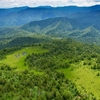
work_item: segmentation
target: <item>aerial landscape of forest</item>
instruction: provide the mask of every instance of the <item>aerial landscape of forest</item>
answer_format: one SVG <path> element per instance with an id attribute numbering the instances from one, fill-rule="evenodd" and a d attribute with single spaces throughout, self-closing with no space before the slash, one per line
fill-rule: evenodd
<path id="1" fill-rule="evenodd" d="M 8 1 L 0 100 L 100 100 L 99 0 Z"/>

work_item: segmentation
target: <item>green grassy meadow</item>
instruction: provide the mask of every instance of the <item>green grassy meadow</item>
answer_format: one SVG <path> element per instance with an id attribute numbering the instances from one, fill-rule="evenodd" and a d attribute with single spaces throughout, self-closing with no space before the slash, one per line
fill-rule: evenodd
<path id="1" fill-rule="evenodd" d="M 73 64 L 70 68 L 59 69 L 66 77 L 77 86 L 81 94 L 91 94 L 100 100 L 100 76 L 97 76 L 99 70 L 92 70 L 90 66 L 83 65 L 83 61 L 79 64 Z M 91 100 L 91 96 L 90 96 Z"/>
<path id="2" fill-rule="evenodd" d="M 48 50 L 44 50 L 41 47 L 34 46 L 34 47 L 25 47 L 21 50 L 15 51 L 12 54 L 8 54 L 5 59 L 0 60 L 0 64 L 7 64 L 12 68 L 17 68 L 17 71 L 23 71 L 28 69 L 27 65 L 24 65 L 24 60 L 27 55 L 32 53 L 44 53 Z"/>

____

Return every entry from the listing above exactly as it stands, leaving out any picture.

work_item: segmentation
target: <item>aerial landscape of forest</item>
instruction: provide the mask of every instance of the <item>aerial landscape of forest</item>
answer_format: one SVG <path> element per instance with an id attribute numbering the instances from one, fill-rule="evenodd" and a d attribute with single spaces throughout, self-closing with no space before the slash, one per line
fill-rule: evenodd
<path id="1" fill-rule="evenodd" d="M 8 1 L 0 100 L 100 100 L 99 0 Z"/>

work_item: segmentation
target: <item>green grassy meadow</item>
instruction: provide the mask of every instance of the <item>green grassy meadow</item>
answer_format: one SVG <path> element per instance with an id attribute numbering the instances from one, fill-rule="evenodd" and a d attribute with single spaces throughout, self-closing with no space before the slash, one per line
fill-rule: evenodd
<path id="1" fill-rule="evenodd" d="M 73 64 L 70 68 L 59 69 L 66 77 L 77 86 L 81 94 L 91 94 L 100 100 L 100 76 L 97 76 L 99 70 L 92 70 L 90 66 L 83 65 L 83 61 L 79 64 Z M 91 100 L 91 96 L 90 96 Z"/>
<path id="2" fill-rule="evenodd" d="M 48 50 L 44 50 L 41 47 L 34 46 L 34 47 L 25 47 L 21 50 L 15 51 L 12 54 L 8 54 L 5 59 L 0 60 L 0 64 L 7 64 L 12 68 L 17 68 L 17 71 L 23 71 L 28 69 L 27 65 L 24 65 L 24 60 L 27 55 L 32 53 L 44 53 Z"/>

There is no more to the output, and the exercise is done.